• GIVEN PASSAGE:
■ ■ ■ ■

Veolia Water Technologies & Solutions

Beverage manufacturer cuts effluent discharge BOD & fees 35% using Veolia’s BioPlus*

Beverage Processing

Challenge

A Pepsi beverage manufacturing plant in Wisconsin suffered from high indirect wastewater discharge fees to a municipal treatment plant, mainly due to BOD content. The customer asked Veolia if there was a way to lower these costs without the expense of building a wastewater treatment plant. The customer facility had an equalization tank and two pH neutralization tanks, providing only about 10 hours retention time before discharge.

Solution

The Veolia service team first audited the system and documented wastewater quality over a range of operating conditions. Parameters such as BOD, temperature, pH, nutrients, oxygen and retention time were evaluated. It was decided that enhanced bacterial degradation had a good chance of reducing BOD before discharge.

■ ■ ■ ■

• GIVEN DATA:
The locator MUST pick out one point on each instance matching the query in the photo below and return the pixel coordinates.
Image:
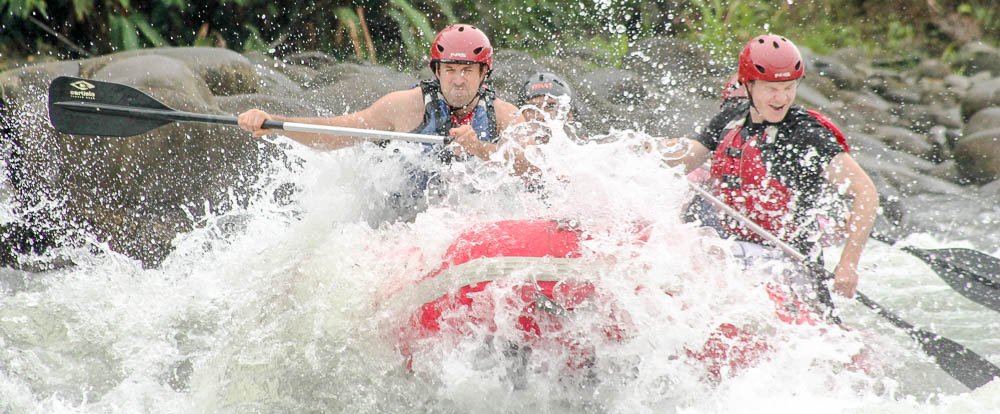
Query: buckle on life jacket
(731, 181)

■ ■ ■ ■

• EXERCISES TO COMPLETE:
(a) List every parameter that the Veolia case study says the service team evaluated.
(b) In one or two sentences, explain why the Wisconsin plant in the Veolia case study paid high discharge fees to the municipal treatment plant.
(c) Extend the Veolia case study, starting after its last sentence.
The lines shown above are separate material and are not part of the Veolia case study.

• SET OF ANSWERS:
(a) BOD, temperature, pH, nutrients, oxygen, retention time

(b) The plant's high indirect wastewater discharge fees were mainly due to the BOD content of the wastewater it sent to the municipal treatment plant.

(c)
The Veolia team offered to run a trial using the Veolia bioaugmentation/cleaner product BioPlus BA3940. This product, originally introduced for maintaining grease traps, is multi-component liquid containing bacteria, enzymes and surfactant that enhances biodegradation of food-based organics, including FOG and other related BOD. After discussion with corporate technical support, a trial plan was developed involving an initial dose of product, followed by an ongoing, lower maintenance dose fed continuously to a sump before the EQ tank. A pH neutralization target of 5.5- 6.0 was agreed upon.

For comparison, effluent discharge data was analyzed from the previous year and the average BOD on which the plant was assessed surcharges was 2149 mg/l. Data also confirmed that a minimum acceptable level of N and P nutrients were available for bacteria growth.

Result

The baseline unfiltered BOD averaged 2149 mg/l before the BioPlus BA3940 addition began.

After 3 days of treatment, the first two at a high dose, samples of wastewater at the discharge point were collected over a three day period. The BOD averaged 1563 mg/l. This represents a reduction of 27%.

The customer decided to continue with the treatment program, as this provided a good return on their chemical investment.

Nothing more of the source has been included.